Assigned task :: Return exactly the span of lines in the following data that opens with the line containing "column 204, row 113" and closes with the line containing "column 197, row 130". Include nothing else.
*** Block opens ***
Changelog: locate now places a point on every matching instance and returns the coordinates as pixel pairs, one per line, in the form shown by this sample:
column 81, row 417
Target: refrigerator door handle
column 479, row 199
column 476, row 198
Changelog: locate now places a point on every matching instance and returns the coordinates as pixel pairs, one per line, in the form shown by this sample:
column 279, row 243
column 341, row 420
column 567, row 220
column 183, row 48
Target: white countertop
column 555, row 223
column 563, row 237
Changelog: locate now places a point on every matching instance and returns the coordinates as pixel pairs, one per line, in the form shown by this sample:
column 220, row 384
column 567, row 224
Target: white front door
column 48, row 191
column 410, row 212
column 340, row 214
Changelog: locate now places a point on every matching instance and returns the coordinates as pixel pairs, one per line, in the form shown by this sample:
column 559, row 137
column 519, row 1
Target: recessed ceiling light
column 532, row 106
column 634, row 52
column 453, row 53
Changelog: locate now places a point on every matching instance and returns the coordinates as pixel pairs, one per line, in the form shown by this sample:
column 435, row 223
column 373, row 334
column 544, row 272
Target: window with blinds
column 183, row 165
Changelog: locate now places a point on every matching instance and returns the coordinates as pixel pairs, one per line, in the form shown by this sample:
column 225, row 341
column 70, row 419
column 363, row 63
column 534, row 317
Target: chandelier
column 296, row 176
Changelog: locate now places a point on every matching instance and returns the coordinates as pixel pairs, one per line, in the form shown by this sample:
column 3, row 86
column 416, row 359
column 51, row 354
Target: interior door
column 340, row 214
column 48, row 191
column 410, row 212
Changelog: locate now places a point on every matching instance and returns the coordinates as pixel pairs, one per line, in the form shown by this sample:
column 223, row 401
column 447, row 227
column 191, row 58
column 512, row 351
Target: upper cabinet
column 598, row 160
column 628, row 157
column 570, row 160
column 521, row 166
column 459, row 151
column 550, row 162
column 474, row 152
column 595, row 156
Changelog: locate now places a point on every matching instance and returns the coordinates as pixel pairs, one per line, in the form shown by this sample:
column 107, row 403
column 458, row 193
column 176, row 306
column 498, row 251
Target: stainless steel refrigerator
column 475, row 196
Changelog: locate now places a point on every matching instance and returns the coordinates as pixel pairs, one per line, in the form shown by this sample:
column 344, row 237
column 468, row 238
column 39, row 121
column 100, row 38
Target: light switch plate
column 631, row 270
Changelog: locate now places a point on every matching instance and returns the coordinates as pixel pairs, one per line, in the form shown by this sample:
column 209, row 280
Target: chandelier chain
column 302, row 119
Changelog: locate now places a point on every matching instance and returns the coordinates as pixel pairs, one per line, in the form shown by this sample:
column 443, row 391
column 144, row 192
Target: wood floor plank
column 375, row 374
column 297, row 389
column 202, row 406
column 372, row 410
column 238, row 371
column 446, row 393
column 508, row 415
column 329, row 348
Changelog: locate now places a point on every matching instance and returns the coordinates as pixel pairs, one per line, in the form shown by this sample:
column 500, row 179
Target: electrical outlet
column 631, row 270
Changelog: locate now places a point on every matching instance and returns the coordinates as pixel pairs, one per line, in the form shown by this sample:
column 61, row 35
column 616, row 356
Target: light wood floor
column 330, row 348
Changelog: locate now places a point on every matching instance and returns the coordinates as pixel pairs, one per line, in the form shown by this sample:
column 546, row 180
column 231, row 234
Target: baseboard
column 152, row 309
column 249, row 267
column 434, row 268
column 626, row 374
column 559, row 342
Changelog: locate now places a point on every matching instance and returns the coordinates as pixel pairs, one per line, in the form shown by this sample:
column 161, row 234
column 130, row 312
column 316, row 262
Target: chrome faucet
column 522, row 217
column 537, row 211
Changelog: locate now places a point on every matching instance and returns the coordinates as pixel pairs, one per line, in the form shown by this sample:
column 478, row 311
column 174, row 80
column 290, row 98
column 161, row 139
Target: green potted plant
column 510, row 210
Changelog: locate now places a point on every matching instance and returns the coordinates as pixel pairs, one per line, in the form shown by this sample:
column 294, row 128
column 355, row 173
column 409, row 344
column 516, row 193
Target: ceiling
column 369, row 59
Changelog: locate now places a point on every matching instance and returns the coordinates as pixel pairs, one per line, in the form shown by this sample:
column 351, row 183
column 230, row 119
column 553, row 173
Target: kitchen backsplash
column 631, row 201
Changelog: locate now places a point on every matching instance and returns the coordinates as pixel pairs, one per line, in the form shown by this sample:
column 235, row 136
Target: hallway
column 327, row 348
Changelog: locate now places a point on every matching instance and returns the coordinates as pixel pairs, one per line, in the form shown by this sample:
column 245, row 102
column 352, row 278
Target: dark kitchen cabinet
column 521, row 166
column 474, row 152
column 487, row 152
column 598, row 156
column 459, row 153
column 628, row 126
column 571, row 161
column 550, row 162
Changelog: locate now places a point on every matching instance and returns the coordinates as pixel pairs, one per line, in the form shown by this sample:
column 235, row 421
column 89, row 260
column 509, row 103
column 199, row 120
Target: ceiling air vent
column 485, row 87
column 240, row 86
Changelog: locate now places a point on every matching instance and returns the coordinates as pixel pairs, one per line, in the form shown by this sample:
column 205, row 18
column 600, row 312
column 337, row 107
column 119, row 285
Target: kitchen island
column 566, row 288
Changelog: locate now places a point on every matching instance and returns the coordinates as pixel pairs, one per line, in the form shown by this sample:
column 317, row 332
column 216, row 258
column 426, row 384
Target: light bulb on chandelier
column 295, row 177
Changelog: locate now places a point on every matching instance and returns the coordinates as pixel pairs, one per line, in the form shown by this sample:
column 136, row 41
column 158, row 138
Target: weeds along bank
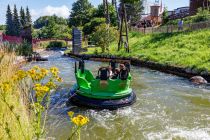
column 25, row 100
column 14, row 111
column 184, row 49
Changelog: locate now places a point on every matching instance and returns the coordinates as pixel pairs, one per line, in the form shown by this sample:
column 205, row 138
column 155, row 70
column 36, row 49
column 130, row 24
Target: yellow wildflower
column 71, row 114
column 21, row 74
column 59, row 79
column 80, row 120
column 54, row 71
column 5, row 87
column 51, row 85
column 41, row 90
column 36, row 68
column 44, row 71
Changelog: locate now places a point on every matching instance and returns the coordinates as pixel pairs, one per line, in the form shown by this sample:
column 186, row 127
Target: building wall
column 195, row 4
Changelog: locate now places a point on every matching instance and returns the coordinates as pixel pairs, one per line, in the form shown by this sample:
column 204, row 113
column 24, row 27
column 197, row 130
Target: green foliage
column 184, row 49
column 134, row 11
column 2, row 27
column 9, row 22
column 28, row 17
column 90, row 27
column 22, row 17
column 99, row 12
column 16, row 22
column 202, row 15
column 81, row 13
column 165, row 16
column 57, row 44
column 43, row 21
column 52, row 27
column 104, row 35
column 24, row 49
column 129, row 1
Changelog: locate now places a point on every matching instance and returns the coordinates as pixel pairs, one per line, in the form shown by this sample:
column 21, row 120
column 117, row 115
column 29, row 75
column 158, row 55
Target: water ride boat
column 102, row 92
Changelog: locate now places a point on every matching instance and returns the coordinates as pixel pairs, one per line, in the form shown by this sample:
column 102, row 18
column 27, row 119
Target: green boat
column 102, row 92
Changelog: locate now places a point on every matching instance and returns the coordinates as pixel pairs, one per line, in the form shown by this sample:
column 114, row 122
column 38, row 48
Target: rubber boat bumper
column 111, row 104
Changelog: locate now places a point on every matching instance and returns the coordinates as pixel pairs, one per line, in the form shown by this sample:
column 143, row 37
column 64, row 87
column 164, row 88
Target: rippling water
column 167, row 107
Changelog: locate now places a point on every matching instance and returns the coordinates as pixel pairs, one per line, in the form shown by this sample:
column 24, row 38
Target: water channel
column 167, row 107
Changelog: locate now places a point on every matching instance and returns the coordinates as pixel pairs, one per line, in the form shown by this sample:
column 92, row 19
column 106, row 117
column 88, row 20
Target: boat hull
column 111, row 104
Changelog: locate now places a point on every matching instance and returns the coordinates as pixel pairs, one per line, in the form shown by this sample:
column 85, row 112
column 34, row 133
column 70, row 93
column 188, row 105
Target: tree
*** Block closes ***
Reply to the exercise ::
column 204, row 113
column 24, row 27
column 197, row 130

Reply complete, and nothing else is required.